# [Exercises to complete]
a) Answer these questions using the text on bankruptcy exemptions:
(i) In what share of Chapter 7 bankruptcy cases filed in Western North Carolina are consumers allowed to keep all of their property?
(ii) What does the bankruptcy code promise in exchange for complete honesty about a consumer's financial situation?
(iii) For how long have exemptions been an important part of North Carolina law?
b) What is the exact wording of the text on bankruptcy exemptions from "In over 95%" up to and including "are entitled to."? Reproduce that part word for word.

# [Document segment]
++++++++++

In over 95% of Chapter 7 bankruptcy cases filed in Western North Carolina, consumers are allowed to keep all of their property. As an Asheville bankruptcy attorney, I speak with people daily about the concept of “exemptions,” which protect a limited amount of property from the reach of a consumer’s creditors. The bankruptcy code promises a “fresh start” in exchange for complete honesty about a consumer’s financial situation, and gives debtors full credit for the exemptions they are entitled to.
Consumers can use exemptions to protect property whether they file a bankruptcy case or not. Without exemptions, consumers who got in trouble with credit cards during the great recession or after a major medical expense would be permanently destitute without incentive to work again. Our banking system would fail to function properly. For that reason among others, exemptions have been an important part of North Carolina law for over a century.

++++++++++

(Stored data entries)
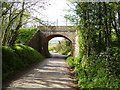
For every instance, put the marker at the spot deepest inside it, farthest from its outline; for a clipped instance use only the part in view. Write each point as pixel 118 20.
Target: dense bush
pixel 96 71
pixel 16 58
pixel 25 34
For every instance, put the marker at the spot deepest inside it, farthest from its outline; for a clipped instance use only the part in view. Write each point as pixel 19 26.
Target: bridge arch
pixel 49 37
pixel 40 39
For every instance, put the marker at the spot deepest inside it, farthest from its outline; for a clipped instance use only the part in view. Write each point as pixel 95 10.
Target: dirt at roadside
pixel 50 73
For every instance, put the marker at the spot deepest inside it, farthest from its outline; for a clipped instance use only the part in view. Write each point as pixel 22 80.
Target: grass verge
pixel 16 58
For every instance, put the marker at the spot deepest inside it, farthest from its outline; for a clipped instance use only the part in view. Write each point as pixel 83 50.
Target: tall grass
pixel 16 58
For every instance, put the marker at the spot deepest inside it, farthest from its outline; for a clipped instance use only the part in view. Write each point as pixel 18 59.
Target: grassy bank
pixel 16 58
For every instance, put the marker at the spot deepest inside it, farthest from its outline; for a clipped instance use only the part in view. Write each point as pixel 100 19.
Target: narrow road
pixel 50 73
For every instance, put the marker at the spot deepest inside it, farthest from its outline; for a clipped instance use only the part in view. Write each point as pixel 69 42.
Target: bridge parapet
pixel 57 28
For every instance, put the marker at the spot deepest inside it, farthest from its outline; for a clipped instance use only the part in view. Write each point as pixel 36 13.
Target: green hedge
pixel 16 58
pixel 96 71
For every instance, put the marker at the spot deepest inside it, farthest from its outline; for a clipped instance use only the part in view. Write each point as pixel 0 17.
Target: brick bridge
pixel 40 39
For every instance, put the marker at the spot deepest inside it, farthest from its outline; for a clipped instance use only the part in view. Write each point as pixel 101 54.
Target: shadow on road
pixel 56 55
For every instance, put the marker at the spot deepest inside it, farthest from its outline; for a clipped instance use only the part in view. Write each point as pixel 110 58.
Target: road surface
pixel 51 73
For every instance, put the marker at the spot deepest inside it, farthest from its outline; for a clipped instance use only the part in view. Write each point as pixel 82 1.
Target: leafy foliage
pixel 98 63
pixel 16 58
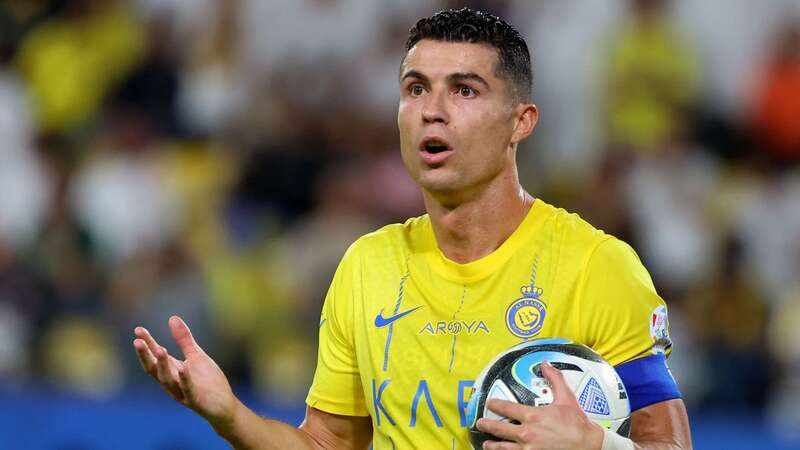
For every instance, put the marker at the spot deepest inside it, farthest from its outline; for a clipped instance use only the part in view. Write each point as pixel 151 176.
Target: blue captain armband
pixel 648 381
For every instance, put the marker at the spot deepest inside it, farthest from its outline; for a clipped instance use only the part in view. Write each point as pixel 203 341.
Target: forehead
pixel 434 58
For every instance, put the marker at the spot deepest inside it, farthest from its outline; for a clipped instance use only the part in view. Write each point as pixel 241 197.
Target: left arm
pixel 663 425
pixel 563 425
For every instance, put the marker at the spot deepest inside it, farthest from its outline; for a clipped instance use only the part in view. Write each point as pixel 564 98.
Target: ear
pixel 525 116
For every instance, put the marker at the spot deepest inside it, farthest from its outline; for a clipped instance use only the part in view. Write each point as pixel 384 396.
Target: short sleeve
pixel 623 319
pixel 337 384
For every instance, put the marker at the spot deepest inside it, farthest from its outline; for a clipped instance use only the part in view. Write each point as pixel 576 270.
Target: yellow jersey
pixel 404 331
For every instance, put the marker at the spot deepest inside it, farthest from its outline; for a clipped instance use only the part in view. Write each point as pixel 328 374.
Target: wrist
pixel 227 425
pixel 596 437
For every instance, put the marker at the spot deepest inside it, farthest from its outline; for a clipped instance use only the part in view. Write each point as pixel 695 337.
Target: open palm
pixel 197 381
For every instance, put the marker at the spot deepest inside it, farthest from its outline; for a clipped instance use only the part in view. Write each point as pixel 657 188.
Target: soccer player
pixel 415 310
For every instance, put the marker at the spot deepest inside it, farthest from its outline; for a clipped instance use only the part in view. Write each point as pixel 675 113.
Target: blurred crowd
pixel 214 159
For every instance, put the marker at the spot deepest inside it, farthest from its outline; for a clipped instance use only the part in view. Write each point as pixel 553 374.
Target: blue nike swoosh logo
pixel 381 321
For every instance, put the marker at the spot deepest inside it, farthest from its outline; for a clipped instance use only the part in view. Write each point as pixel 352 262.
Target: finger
pixel 142 333
pixel 166 375
pixel 562 393
pixel 497 445
pixel 146 358
pixel 183 336
pixel 186 384
pixel 516 411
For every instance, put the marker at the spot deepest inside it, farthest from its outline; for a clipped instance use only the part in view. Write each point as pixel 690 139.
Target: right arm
pixel 199 384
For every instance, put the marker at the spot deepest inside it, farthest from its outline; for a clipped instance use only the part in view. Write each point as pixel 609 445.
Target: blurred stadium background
pixel 214 158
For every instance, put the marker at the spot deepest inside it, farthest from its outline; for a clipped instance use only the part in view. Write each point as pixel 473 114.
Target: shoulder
pixel 578 239
pixel 393 242
pixel 406 236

++++++++++

# [Outputs for the tasks]
a)
(i) Over 95%
(ii) A "fresh start"
(iii) Over a century

b)
In over 95% of Chapter 7 bankruptcy cases filed in Western North Carolina, consumers are allowed to keep all of their property. As an Asheville bankruptcy attorney, I speak with people daily about the concept of “exemptions,” which protect a limited amount of property from the reach of a consumer’s creditors. The bankruptcy code promises a “fresh start” in exchange for complete honesty about a consumer’s financial situation, and gives debtors full credit for the exemptions they are entitled to.